DIRECTIONS
Copy the stretch from the line containing "of the building" through the last of the lines below, replacing "instance" with "occurrence" and leaving everything else unchanged.

EXTRACTED MATERIAL
──────
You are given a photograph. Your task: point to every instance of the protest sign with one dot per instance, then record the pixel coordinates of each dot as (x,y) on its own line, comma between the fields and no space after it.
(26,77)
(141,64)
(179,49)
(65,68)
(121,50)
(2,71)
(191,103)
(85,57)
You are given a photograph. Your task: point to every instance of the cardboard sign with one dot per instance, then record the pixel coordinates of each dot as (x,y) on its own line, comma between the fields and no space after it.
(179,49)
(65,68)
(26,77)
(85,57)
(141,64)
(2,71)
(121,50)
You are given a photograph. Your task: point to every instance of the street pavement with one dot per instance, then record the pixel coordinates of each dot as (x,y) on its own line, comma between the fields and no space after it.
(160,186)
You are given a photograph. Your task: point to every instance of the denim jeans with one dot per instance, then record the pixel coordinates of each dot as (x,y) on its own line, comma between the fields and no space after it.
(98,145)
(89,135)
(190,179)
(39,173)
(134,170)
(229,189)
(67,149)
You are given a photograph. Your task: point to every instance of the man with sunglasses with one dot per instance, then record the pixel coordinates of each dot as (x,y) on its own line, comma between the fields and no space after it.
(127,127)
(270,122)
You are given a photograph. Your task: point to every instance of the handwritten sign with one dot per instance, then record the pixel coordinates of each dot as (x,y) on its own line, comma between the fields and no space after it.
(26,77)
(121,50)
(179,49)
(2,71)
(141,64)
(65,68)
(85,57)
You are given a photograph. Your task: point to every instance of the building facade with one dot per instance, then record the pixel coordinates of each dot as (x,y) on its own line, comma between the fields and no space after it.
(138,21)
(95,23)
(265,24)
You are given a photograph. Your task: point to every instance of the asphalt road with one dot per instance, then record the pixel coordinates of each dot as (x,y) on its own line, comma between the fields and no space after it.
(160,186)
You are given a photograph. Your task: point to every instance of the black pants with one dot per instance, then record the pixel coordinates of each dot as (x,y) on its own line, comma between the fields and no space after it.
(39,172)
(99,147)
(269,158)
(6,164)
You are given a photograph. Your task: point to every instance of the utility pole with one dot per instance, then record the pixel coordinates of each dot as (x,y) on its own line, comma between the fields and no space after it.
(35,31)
──────
CORRECT OUTPUT
You are given a photograph. Your task: point to every occurrence of the building facade with one dot per occurrence, then record the pixel coordinates of each dot as (x,y) on its own line, comma between the fields and no space after it.
(138,21)
(95,23)
(265,24)
You are given a photograph. Your task: point to every occurrence of the asphalt road with one dot per occurrence, then record the pixel coordinates of each dot as (x,y) on its own line, comma between the fields and no space after it.
(160,186)
You are given a photograph. Your task: point to every occurrence of the black pants with one dot per occurrence, then record the pixel coordinates of each dot as (x,y) on its own line, comma between the fields and no space after it.
(39,172)
(99,147)
(269,158)
(6,164)
You are given a photograph. Your task: point to every occurrence of the utility pole with one dot per occurrence, then record the pixel coordinates of each dot as (x,y) on its own line, comma between the fields and no space after it.
(35,31)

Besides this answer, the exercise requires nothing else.